### TASK TO COMPLETE
Please transcribe the passage on the New Wave screening series word for word, starting with "Alain Resnais’ Hiroshima" and going on through "on their work.".

### TEXT TO READ
Category Archives: Humanities

The Truth 24 Times Per Second

The Carsey-Wolf Center’s Spring 2019 screening series at UC Santa Barbara explores the international legacies of cinematic New Waves, including films from France, Cuba, China, Italy, and Iran. Whatever their disparate eras or sources, these selections share an emphasis on stylistic and narrative experimentation, a rejection of traditional film conventions, a sympathetic response to youth culture, an insistence on emotional verisimilitude, and a critical examination of contemporary social and political issues.

Alain Resnais’ Hiroshima mon amour (France-Japan/1959), written by novelist Marguerite Duras, uses the post-war affair between a French actress and a Japanese architect as the basis for a poignant meditation on memory and forgetfulness. The two struggle with their differing perceptions of the Hiroshima bombing and its lingering effects, both societal and personal (one of which is the end of their affair). Resnais, a former editor, employs a dense, elliptical narrative structure that includes documentary footage and brief flashbacks to the lovers’ previous lives, among other innovations. Resnais was a generation older than Truffaut, Godard, and other French New Wave filmmakers, but his innovations proved influential on their work.

Tomás Gutiérrez Alea’s Memories of Underdevelopment (Cuba/1968) is a complex character study set in Havana during a period of social turmoil, between the Bay of Pigs invasion and the missile crisis. The protagonist, Sergio, is a wealthy bourgeois aspiring writer who elects to remain in Cuba after his wife and friends flee to Miami. Living a rootless existence in an atmosphere of anomie, Sergio is soon caught up in the social and political Cold War forces engulfing Cuba, and the post-revolution economic upheavals that are causing his privileged class to disappear. As in Renais’ film the narrative which unfolds is fragmented and highly subjective, in a style meant to evoke the process of memory and that requires active participation from the spectator.

### LISTED RECORDS
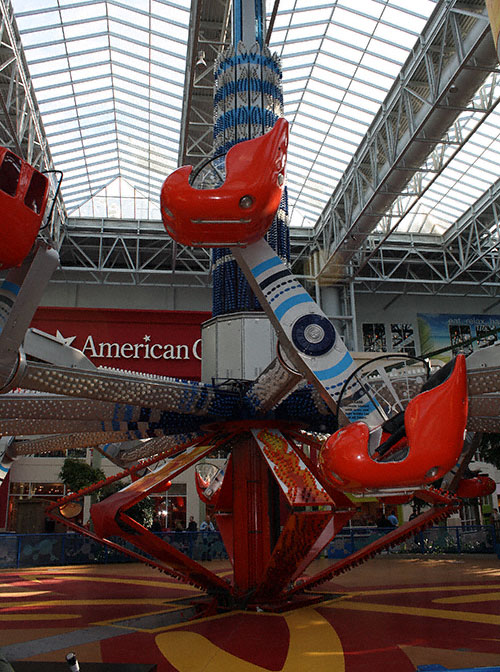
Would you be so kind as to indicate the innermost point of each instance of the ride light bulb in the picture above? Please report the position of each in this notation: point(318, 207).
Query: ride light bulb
point(246, 202)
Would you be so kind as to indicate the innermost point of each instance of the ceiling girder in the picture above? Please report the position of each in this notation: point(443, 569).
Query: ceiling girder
point(452, 59)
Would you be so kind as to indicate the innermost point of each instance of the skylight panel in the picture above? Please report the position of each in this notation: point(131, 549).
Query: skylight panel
point(90, 57)
point(171, 12)
point(357, 21)
point(128, 15)
point(85, 29)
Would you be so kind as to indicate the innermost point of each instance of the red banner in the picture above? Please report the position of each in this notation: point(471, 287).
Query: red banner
point(165, 343)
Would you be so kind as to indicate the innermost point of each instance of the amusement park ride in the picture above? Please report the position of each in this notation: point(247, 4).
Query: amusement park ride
point(308, 436)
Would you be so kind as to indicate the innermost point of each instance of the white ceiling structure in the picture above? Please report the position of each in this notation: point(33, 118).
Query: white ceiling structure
point(121, 84)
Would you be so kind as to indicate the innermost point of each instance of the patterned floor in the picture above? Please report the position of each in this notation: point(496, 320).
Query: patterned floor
point(393, 613)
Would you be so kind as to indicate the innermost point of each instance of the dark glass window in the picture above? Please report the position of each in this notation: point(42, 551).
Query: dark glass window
point(9, 173)
point(36, 190)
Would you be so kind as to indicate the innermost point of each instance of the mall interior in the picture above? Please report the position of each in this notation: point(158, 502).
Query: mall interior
point(222, 365)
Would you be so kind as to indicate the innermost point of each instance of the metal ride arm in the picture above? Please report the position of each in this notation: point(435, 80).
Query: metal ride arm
point(309, 339)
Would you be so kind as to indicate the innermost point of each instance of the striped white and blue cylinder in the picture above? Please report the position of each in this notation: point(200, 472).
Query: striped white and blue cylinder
point(248, 101)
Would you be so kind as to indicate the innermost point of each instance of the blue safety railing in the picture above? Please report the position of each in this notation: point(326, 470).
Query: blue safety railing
point(439, 539)
point(53, 549)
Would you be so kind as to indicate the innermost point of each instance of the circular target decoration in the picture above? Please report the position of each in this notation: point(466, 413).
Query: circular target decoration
point(313, 334)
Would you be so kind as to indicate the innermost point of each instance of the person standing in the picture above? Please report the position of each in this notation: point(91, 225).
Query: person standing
point(393, 519)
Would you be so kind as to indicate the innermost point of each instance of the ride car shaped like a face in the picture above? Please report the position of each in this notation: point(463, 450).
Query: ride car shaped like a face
point(242, 208)
point(23, 199)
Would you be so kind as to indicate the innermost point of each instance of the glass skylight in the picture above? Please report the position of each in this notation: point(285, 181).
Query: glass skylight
point(109, 79)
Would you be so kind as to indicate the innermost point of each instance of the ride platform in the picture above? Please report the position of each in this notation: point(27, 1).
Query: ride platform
point(395, 613)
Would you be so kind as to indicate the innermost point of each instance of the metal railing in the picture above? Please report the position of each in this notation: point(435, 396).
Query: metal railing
point(56, 549)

### CORRECT RESULT
Alain Resnais’ Hiroshima mon amour (France-Japan/1959), written by novelist Marguerite Duras, uses the post-war affair between a French actress and a Japanese architect as the basis for a poignant meditation on memory and forgetfulness. The two struggle with their differing perceptions of the Hiroshima bombing and its lingering effects, both societal and personal (one of which is the end of their affair). Resnais, a former editor, employs a dense, elliptical narrative structure that includes documentary footage and brief flashbacks to the lovers’ previous lives, among other innovations. Resnais was a generation older than Truffaut, Godard, and other French New Wave filmmakers, but his innovations proved influential on their work.